* [Text]

Office of the United States Trade Representative.

ACTION:

Notice; request for comments.

SUMMARY:

The Office of the United States Trade Representative (USTR) is providing notice that on May 23, 2000, the United States requested consultations with the Government of the Philippines under the Marrakesh Agreement Establishing the World Trade Organization (WTO), regarding tariff advantages to motor vehicle manufacturers located in the Philippines who meet certain requirements, including a requirement to use parts and components produced in the Philippines and a requirement to earn a percentage of the foreign exchange needed to import those parts and components by exporting finished vehicles. The US alleges that these measures are inconsistent with Articles III:4, III:5 and XI:1 of the General Agreement on Tariffs and Trade 1994 (“GATT 1994”), Articles 2.1 and 2.2 of the Agreement on Trade-Related Investment Measures, and Article 3.1(b) of the Agreement on Subsidies and Countervailing Measures. Pursuant to Article 4.3 of the WTO Dispute Settlement Understanding (“DSU”), such consultations are to take place within a period of 30 days from the date of the request, or within a period otherwise mutually agreed between the United States and the Philippines. USTR invites written comments from the public concerning the issues raised in the dispute.

* [What is asked] List every article that the notice says the Philippine measures are inconsistent with, and give the agreement each article belongs to. Use only the notice to complete each task.

* [Information provided]
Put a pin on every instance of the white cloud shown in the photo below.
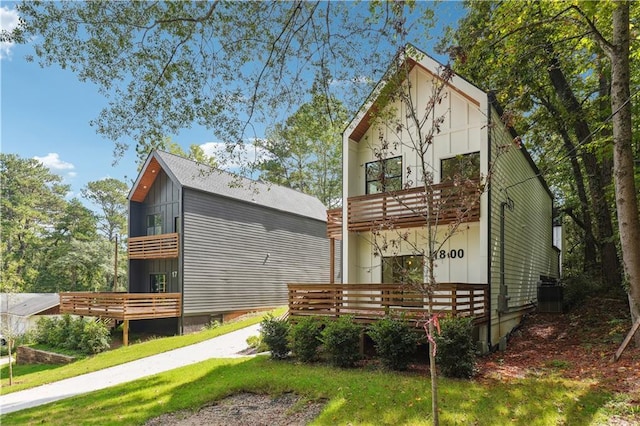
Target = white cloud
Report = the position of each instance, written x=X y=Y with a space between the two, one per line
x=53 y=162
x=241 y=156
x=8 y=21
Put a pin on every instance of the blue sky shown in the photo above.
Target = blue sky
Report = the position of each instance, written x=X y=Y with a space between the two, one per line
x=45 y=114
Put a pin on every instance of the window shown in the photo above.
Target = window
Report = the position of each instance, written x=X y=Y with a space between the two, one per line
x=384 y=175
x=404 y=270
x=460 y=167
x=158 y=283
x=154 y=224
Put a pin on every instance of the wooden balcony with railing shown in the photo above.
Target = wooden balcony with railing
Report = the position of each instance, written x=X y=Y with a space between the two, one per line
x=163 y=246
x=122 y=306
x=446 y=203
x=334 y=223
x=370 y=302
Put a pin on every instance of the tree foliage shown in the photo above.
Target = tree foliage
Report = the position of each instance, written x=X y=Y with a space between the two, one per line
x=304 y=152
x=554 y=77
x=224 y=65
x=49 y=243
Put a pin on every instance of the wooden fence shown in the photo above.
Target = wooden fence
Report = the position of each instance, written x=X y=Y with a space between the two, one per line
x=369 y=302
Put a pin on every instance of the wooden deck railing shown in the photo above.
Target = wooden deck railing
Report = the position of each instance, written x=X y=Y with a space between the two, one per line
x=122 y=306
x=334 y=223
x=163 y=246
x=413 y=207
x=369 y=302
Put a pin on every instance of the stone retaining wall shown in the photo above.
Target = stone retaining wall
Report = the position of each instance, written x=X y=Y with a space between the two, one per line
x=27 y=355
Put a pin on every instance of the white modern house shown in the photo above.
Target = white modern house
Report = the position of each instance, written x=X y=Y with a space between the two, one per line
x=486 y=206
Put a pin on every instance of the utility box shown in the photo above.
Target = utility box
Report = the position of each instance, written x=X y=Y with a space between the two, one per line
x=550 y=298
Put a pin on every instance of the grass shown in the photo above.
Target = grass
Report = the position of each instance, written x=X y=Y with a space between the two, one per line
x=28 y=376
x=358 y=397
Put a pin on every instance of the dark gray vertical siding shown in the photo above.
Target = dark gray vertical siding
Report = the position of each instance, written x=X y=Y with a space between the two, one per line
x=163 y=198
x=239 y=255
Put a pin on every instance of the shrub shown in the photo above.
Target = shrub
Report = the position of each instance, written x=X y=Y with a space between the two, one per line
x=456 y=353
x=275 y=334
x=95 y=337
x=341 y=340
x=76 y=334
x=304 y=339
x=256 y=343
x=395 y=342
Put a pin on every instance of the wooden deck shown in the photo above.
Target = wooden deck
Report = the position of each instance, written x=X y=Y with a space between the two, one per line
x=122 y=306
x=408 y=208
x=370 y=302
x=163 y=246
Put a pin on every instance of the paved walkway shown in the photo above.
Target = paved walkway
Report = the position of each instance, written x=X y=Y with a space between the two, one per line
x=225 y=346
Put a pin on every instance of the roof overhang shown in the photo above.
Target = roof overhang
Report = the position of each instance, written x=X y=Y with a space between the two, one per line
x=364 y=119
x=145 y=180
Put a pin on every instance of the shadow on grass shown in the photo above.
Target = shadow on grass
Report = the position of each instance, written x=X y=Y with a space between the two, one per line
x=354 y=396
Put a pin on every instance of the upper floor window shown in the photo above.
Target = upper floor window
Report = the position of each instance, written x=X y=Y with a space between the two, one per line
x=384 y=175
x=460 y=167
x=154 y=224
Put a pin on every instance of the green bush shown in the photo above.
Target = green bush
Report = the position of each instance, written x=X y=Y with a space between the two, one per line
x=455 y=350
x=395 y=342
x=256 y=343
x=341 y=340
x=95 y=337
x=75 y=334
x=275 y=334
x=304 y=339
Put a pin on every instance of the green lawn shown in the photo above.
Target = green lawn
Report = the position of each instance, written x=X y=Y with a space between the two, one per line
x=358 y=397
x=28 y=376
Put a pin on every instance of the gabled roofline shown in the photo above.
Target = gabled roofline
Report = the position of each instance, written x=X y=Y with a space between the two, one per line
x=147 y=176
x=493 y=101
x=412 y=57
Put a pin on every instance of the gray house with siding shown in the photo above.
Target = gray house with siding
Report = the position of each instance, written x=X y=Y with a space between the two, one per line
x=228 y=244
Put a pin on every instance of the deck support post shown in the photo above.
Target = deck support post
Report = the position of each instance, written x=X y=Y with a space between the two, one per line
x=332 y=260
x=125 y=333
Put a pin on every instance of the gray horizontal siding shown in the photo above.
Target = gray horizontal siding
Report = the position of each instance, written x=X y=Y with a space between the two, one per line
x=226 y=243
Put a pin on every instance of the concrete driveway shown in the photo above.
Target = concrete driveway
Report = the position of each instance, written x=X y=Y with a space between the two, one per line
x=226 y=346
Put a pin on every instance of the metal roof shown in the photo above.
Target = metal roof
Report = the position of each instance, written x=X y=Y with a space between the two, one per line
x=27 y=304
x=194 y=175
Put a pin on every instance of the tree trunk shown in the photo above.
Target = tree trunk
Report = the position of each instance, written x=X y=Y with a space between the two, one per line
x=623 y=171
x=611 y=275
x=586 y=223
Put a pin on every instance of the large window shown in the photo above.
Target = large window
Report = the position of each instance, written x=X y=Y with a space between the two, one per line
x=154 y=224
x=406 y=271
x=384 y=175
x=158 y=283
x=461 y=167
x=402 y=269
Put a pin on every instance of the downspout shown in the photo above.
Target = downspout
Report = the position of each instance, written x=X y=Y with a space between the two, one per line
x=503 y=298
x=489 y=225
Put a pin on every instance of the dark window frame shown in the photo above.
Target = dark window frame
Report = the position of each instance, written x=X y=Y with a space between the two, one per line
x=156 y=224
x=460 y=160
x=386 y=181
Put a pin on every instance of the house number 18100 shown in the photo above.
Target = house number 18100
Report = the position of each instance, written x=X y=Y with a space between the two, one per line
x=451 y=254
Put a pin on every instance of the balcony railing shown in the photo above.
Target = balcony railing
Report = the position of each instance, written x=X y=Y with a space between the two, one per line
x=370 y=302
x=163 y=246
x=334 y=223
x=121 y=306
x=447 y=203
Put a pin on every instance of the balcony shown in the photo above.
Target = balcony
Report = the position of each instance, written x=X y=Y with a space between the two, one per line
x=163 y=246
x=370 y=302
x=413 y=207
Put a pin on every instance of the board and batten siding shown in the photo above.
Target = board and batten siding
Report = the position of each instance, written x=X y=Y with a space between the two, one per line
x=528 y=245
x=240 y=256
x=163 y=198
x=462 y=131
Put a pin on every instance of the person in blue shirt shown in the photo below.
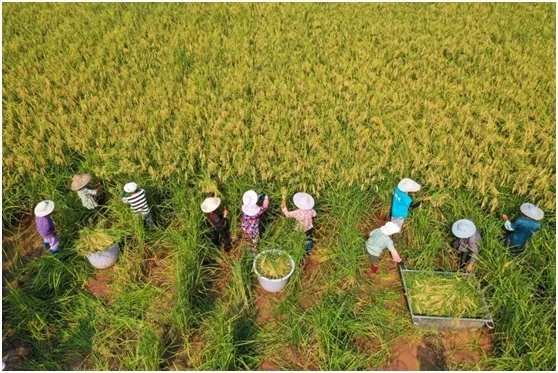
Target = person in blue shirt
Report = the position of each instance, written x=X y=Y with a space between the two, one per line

* [Solution to the problem]
- Article III:4 of the General Agreement on Tariffs and Trade 1994
- Article III:5 of the General Agreement on Tariffs and Trade 1994
- Article XI:1 of the General Agreement on Tariffs and Trade 1994
- Article 2.1 of the Agreement on Trade-Related Investment Measures
- Article 2.2 of the Agreement on Trade-Related Investment Measures
- Article 3.1(b) of the Agreement on Subsidies and Countervailing Measures